Copy the rows below, putting "Outline" in place of each occurrence of "Mark the region of" and leaving everything else unchanged.

··· DATA SUPPLIED

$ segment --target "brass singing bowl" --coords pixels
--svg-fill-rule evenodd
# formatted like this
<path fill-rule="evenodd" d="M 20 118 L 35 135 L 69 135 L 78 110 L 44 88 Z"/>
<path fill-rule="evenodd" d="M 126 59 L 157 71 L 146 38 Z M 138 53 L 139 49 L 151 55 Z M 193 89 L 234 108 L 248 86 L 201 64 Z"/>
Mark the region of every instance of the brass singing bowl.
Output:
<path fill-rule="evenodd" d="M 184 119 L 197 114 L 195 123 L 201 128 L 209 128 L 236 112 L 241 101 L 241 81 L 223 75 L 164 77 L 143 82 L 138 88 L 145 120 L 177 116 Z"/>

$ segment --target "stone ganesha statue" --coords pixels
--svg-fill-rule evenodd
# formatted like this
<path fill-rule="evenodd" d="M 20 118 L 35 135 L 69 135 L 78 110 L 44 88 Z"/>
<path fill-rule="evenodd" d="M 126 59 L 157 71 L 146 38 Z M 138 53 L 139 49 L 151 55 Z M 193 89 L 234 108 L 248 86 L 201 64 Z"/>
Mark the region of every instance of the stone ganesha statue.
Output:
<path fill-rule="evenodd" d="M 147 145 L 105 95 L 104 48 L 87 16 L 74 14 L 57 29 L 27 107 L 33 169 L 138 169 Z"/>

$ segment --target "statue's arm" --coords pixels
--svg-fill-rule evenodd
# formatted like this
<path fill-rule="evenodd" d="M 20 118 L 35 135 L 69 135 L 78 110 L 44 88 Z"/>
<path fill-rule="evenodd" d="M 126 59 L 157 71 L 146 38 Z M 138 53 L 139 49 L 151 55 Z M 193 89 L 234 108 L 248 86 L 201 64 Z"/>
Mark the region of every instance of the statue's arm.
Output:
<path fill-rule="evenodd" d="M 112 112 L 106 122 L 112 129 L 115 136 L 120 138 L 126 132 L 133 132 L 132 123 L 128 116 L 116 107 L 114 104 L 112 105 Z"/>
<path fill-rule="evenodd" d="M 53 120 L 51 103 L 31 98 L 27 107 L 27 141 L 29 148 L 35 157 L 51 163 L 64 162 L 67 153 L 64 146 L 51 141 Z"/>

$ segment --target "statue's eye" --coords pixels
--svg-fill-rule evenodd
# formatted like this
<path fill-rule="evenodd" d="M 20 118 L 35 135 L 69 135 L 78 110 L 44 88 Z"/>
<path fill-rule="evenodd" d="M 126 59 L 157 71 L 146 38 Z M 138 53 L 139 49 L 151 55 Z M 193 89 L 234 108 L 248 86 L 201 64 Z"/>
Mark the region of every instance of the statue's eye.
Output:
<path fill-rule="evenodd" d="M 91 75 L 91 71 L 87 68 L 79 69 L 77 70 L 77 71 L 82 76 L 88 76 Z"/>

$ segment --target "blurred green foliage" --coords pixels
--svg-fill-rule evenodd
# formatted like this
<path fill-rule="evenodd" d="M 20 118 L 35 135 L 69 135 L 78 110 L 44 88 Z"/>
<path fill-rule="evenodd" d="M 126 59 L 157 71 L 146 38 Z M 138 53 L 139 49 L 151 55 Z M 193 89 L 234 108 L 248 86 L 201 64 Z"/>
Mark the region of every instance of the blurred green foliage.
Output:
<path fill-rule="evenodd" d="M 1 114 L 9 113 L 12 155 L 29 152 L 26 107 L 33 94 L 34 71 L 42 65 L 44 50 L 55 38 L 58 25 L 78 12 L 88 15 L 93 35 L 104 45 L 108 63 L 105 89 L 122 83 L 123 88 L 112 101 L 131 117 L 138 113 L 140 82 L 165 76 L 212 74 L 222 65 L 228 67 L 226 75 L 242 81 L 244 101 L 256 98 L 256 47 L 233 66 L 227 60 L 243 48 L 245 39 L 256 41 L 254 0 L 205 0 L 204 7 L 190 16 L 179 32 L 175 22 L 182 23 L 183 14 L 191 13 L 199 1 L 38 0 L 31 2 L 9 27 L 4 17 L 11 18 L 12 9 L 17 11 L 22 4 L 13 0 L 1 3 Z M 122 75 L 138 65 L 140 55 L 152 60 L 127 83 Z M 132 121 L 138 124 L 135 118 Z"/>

······

## TASK RESULT
$ segment --target "brass singing bowl" --coords pixels
--svg-fill-rule evenodd
# formatted like this
<path fill-rule="evenodd" d="M 20 118 L 35 135 L 69 135 L 78 110 L 44 88 Z"/>
<path fill-rule="evenodd" d="M 126 59 L 157 71 L 146 38 Z M 138 53 L 139 49 L 151 55 Z M 193 89 L 234 108 L 248 86 L 201 64 Z"/>
Outline every instance of the brass singing bowl.
Output:
<path fill-rule="evenodd" d="M 184 119 L 197 114 L 195 123 L 201 128 L 209 128 L 236 112 L 241 101 L 241 81 L 223 75 L 164 77 L 143 82 L 138 88 L 145 120 L 177 116 Z"/>

$ segment --target "stone ganesha statue" --coords pixels
--svg-fill-rule evenodd
# formatted like this
<path fill-rule="evenodd" d="M 20 118 L 35 135 L 69 135 L 78 110 L 44 88 Z"/>
<path fill-rule="evenodd" d="M 126 59 L 157 71 L 146 38 Z M 138 53 L 139 49 L 151 55 Z M 193 89 L 234 108 L 248 86 L 201 64 Z"/>
Outline every instance of the stone ganesha statue.
Output:
<path fill-rule="evenodd" d="M 147 145 L 105 95 L 104 48 L 87 16 L 74 14 L 57 29 L 27 107 L 33 169 L 138 169 Z"/>

$ segment --target "statue's arm" --coords pixels
--svg-fill-rule evenodd
# formatted like this
<path fill-rule="evenodd" d="M 20 118 L 35 135 L 69 135 L 78 110 L 44 88 Z"/>
<path fill-rule="evenodd" d="M 126 59 L 157 71 L 146 38 Z M 138 53 L 139 49 L 151 55 Z M 193 89 L 234 108 L 248 86 L 201 64 Z"/>
Outline every instance of the statue's arm.
Output:
<path fill-rule="evenodd" d="M 112 112 L 106 122 L 112 129 L 115 136 L 120 138 L 126 132 L 133 132 L 132 123 L 128 116 L 116 107 L 114 104 L 112 105 Z"/>
<path fill-rule="evenodd" d="M 53 120 L 51 103 L 31 98 L 27 107 L 27 141 L 29 148 L 35 157 L 51 163 L 64 162 L 67 153 L 64 146 L 51 141 Z"/>

$ segment --target "statue's eye" --coords pixels
--svg-fill-rule evenodd
# formatted like this
<path fill-rule="evenodd" d="M 20 118 L 35 135 L 69 135 L 78 110 L 44 88 Z"/>
<path fill-rule="evenodd" d="M 126 59 L 157 71 L 146 38 Z M 138 53 L 139 49 L 151 55 Z M 193 89 L 234 108 L 248 86 L 201 64 Z"/>
Outline every instance of the statue's eye.
Output:
<path fill-rule="evenodd" d="M 91 75 L 91 71 L 87 68 L 79 69 L 77 70 L 77 71 L 82 76 L 88 76 Z"/>

$ segment --target "blurred green foliage" --coords pixels
--svg-fill-rule evenodd
# formatted like this
<path fill-rule="evenodd" d="M 20 118 L 35 135 L 69 135 L 78 110 L 44 88 Z"/>
<path fill-rule="evenodd" d="M 126 59 L 157 71 L 146 38 Z M 138 53 L 139 49 L 151 55 Z M 193 89 L 234 108 L 248 86 L 201 64 Z"/>
Outline every instance of the blurred green foliage.
Output:
<path fill-rule="evenodd" d="M 1 114 L 9 113 L 12 155 L 29 152 L 26 107 L 33 94 L 34 71 L 42 65 L 44 50 L 55 38 L 58 25 L 78 12 L 88 15 L 93 35 L 104 45 L 108 63 L 105 89 L 122 83 L 123 88 L 112 101 L 131 117 L 138 113 L 140 82 L 165 76 L 212 74 L 222 65 L 228 67 L 226 75 L 242 81 L 244 101 L 256 98 L 256 47 L 233 66 L 227 60 L 243 48 L 245 39 L 256 41 L 254 0 L 205 0 L 204 7 L 190 16 L 179 32 L 175 22 L 182 23 L 183 14 L 191 13 L 199 1 L 38 0 L 31 2 L 9 27 L 4 17 L 11 18 L 12 9 L 17 11 L 22 4 L 13 0 L 1 3 Z M 122 75 L 138 65 L 140 55 L 152 60 L 127 83 Z M 132 121 L 138 124 L 135 118 Z"/>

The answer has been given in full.